BEGIN Excerpted data

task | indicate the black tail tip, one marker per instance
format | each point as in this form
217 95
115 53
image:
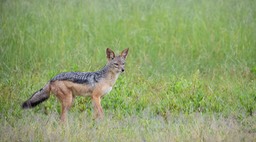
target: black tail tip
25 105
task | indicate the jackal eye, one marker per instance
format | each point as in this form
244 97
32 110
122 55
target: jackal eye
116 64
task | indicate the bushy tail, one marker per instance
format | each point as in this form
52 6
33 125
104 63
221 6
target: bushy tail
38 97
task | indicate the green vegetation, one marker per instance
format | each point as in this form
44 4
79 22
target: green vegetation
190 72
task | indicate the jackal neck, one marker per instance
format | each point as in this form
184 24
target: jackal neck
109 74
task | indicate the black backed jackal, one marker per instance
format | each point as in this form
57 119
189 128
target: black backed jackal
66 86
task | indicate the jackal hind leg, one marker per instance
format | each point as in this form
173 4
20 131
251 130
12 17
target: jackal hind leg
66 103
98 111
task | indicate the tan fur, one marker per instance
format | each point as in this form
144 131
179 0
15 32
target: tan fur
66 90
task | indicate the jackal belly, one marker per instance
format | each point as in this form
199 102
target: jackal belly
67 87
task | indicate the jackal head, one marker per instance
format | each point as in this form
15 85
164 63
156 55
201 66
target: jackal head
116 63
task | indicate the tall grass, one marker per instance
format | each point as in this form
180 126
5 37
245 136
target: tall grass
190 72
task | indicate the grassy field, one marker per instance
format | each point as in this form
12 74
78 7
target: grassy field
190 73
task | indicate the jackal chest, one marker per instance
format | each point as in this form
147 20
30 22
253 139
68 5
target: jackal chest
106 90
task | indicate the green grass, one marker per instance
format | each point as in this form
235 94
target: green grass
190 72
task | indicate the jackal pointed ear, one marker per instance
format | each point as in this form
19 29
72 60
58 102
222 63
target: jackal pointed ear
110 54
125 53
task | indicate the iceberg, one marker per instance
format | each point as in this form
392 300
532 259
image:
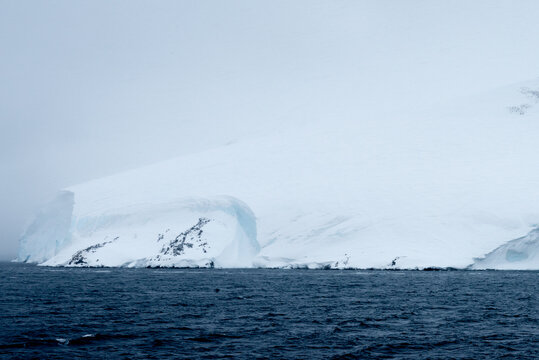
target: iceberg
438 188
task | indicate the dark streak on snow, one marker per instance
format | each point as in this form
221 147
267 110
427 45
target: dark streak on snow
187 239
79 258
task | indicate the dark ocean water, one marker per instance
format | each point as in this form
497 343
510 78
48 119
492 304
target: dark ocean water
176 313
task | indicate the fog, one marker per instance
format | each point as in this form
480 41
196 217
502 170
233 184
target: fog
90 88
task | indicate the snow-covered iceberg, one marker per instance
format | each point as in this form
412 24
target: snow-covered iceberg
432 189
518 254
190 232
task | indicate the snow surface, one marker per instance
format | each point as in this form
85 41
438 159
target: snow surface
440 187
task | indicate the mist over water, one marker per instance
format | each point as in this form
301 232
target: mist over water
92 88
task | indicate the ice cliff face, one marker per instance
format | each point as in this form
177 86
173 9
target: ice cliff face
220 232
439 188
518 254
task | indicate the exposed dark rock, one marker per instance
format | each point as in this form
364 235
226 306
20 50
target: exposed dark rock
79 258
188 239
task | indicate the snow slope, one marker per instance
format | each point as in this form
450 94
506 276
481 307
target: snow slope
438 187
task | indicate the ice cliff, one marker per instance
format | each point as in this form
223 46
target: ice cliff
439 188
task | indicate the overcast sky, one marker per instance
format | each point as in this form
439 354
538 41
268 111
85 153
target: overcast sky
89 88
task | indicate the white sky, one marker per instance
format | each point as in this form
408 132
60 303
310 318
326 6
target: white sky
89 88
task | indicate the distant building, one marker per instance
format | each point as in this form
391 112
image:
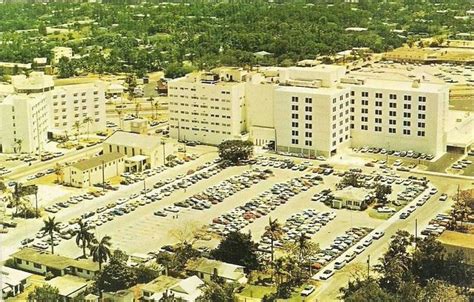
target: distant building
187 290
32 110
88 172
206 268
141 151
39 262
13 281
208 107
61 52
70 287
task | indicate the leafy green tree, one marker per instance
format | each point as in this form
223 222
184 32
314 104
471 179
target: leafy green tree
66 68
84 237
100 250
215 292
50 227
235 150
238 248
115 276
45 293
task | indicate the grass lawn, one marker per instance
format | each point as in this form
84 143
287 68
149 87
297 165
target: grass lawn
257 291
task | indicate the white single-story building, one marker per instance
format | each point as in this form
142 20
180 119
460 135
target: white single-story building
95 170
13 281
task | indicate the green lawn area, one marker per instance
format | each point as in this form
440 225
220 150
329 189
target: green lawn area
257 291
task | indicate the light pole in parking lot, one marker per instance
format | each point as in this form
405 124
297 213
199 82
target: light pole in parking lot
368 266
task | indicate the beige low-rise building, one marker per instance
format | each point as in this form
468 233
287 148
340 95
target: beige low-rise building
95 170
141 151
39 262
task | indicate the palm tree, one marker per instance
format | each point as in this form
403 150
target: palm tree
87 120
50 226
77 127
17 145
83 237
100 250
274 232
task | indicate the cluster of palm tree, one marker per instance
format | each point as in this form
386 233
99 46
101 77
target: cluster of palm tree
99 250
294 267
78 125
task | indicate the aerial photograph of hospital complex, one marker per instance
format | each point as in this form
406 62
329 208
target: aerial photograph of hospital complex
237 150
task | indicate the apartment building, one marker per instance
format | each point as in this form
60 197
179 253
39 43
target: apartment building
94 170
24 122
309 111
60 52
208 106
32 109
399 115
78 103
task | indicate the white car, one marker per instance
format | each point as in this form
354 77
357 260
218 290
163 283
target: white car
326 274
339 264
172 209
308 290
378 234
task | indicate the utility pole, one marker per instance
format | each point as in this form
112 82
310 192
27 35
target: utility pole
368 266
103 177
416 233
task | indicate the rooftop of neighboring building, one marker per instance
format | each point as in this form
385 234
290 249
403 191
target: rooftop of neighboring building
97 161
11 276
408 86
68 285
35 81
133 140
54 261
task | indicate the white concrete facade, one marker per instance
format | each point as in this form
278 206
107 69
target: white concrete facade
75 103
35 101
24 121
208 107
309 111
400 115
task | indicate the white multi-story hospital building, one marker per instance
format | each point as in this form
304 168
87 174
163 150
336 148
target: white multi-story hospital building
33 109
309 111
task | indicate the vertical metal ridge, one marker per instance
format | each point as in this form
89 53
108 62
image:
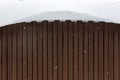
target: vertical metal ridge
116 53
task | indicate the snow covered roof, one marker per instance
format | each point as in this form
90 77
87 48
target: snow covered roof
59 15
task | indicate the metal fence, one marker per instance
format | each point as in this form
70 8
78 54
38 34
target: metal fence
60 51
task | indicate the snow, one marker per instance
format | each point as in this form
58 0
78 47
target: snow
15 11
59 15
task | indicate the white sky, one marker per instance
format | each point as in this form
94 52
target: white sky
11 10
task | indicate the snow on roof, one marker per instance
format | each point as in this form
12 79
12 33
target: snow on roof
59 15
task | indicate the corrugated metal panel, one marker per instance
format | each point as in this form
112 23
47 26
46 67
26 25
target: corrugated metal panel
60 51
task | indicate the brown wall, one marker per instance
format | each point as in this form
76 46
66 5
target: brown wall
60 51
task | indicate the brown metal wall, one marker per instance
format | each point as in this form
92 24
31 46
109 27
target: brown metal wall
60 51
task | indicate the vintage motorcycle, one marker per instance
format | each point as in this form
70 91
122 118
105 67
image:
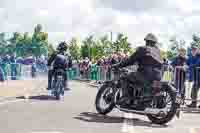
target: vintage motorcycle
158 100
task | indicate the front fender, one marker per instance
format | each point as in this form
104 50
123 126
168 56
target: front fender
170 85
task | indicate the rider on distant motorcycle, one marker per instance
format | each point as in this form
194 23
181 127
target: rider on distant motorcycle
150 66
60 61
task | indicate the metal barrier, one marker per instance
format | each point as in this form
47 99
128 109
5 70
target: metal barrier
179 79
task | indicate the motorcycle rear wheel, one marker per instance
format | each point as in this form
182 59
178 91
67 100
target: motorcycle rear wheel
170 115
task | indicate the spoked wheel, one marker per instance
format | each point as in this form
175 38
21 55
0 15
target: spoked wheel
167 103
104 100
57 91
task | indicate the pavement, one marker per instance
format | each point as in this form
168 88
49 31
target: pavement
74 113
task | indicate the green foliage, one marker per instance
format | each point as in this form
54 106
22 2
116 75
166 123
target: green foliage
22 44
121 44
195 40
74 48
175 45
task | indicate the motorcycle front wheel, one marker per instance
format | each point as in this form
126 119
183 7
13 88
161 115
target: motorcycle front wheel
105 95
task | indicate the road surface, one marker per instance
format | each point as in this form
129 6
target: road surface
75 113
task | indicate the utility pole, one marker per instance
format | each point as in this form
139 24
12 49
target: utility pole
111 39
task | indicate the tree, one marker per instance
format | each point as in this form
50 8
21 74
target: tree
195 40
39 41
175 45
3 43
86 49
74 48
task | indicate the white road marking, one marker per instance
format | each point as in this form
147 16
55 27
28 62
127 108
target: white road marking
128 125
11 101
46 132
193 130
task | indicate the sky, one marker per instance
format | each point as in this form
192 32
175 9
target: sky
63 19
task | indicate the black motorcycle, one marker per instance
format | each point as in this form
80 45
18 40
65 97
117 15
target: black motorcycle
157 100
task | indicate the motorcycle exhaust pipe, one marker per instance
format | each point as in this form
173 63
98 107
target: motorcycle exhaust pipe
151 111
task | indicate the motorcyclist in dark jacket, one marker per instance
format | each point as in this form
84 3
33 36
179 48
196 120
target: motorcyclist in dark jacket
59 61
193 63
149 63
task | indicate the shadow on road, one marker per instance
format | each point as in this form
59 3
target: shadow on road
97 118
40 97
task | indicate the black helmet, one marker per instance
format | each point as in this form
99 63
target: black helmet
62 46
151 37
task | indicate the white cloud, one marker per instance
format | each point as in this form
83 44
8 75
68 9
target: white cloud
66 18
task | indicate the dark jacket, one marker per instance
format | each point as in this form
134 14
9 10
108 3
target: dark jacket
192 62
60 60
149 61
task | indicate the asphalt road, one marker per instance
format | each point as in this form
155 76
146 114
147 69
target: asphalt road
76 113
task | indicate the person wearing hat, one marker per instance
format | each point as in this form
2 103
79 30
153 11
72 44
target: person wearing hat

END Excerpted data

#### Work required:
Set down exactly what runs from the line with "task | indicate the motorcycle exhaust" to the last line of the data above, including both of those lines and no others.

#### Exercise response:
task | indicate the motorcycle exhaust pipe, one marker per instance
format | each point as in this form
173 63
98 107
target: motorcycle exhaust pipe
151 111
task | indicate the motorcyclist in dark jacket, one marker per instance
format | each point as in this form
84 3
33 36
179 48
196 120
target: motorcyclist in dark jacket
59 61
193 63
149 63
task | indicate the shadow on road, one marker per instance
format | each point as in this form
59 3
target: shadow on road
97 118
40 97
task | indicate the black helmet, one marker per instance
format | each point as in this form
99 63
target: black helmet
62 46
151 37
task | indicate the white cloud, one marker per instance
format | each point as in this form
83 44
8 75
68 9
target: white cloud
66 18
task | indicate the dark jacket, one marker per instance
format | each point as in this form
134 14
9 10
108 3
target: dark jacket
192 62
60 60
149 61
task | indicate the asphalt road, one marker per instance
format | each point as in this form
155 76
146 114
147 69
target: asphalt road
76 113
task | indicate the person wearing hat, one marker per instance
format | each point as in this form
2 103
79 30
153 11
72 44
target: person wearing hat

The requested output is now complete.